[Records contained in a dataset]
--

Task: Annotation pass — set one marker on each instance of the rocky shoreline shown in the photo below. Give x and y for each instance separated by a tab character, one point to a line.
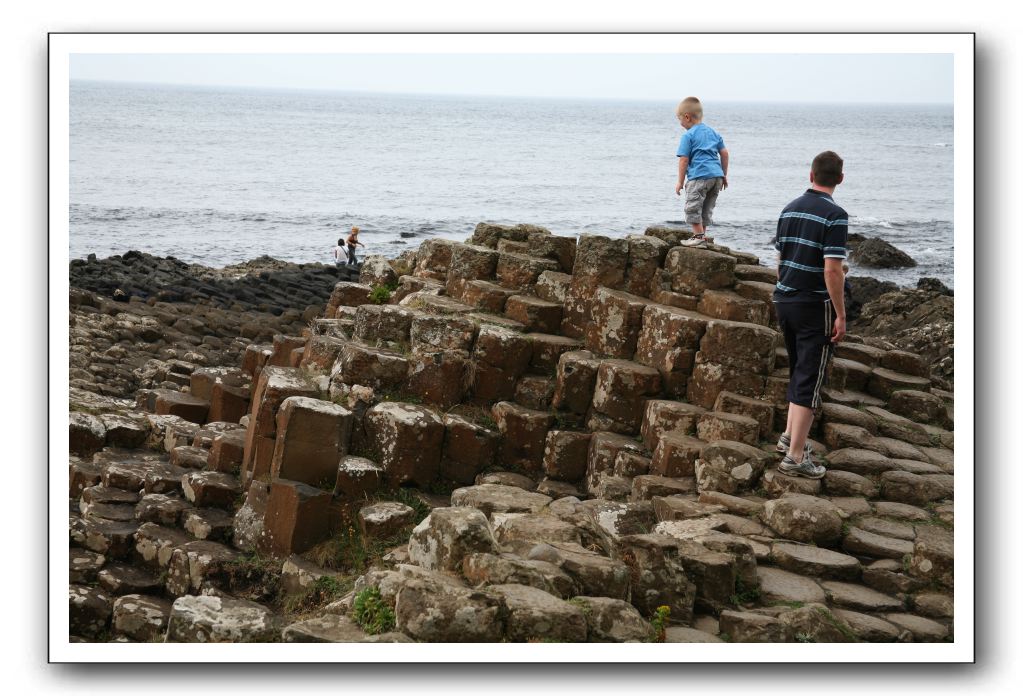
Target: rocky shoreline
530	437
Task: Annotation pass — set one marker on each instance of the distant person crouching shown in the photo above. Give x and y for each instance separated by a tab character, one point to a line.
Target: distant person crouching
353	241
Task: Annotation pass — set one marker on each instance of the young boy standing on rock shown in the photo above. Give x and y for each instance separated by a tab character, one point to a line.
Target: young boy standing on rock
353	241
809	300
703	168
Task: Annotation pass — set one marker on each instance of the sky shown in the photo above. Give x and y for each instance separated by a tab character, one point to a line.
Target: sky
919	78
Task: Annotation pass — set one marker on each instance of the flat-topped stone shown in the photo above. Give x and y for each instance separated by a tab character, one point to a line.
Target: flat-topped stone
782	585
807	560
858	598
220	619
491	498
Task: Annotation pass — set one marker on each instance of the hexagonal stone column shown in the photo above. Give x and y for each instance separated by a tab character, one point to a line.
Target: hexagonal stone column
312	438
408	440
621	391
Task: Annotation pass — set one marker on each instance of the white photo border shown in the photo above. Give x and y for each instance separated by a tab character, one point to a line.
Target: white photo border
960	45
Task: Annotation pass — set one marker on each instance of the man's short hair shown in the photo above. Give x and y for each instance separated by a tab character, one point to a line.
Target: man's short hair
827	169
690	105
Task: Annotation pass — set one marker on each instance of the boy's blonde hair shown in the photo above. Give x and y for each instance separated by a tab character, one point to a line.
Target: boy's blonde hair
690	105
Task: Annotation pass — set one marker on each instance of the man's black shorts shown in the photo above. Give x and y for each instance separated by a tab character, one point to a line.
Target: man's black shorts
807	328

--

■ **OBJECTIVE**: Write out the full listing verbatim, excluding its pictures.

■ **SOLUTION**:
Task: Annotation pass — set one marker on each instance of the rocky shoreline shown in the photo below. Give x and y for each instance separated by a tab character, one point to a line.
Target: rocky shoreline
530	437
Task: Annotation pass — set one marker on each instance of the distant person crouching shown in the photo above. Give x and y for each instance separated by a tab character, one point to a line.
Target: distant person crouching
353	241
Task: Annotation pass — set one marker on each instance of the young boy standing on rock shown in the photo above. Give x and y for each instance separated by a tab character, one point to a line.
Target: young boy standing on rock
353	241
809	300
703	168
Task: Annotation pass — set one marker on each instance of the sky shown in the photo above. Give x and y for each instance separated by a tab character, one point to a line.
Target: sky
919	78
Task: Annotation pass — set one marker on each instance of the flat-topped stone shown in the photo above. Give x and y for each instance separated by a tab character, one point to a line.
Target: flat-topped stone
782	585
807	560
858	598
220	619
491	498
Task: Annotation pass — set one marker on each instance of the hexagonal stone column shown in the photo above. Give x and y for each instance separated by a tab character, one point to a line.
Target: hexagonal stone column
312	438
408	440
621	391
Task: Annotation pass — set one marker on each instance of the white photo border shown in the photo above. Give x and y for each instance separated by a tab character, one point to a line.
Target: white photo border
960	45
Task: Annotation pass — set one marker on each instance of the man's short hair shown in the photo above. Give x and y for each instance separated by a tab character, one point to a line.
Target: man's short hair
827	169
690	105
Task: Annotation pass — set one marker on each instance of the boy's blonde hair shown in the photo above. Give x and y for each instance separated by a tab character, one point to a line.
Target: boy's blonde hair
690	105
Task: Annotation pass — set one marker on each instance of the man's black shorts shown in the photo above. Give x and y for each instance separated by a tab character, one point to a line.
Target: man's black shorts
807	328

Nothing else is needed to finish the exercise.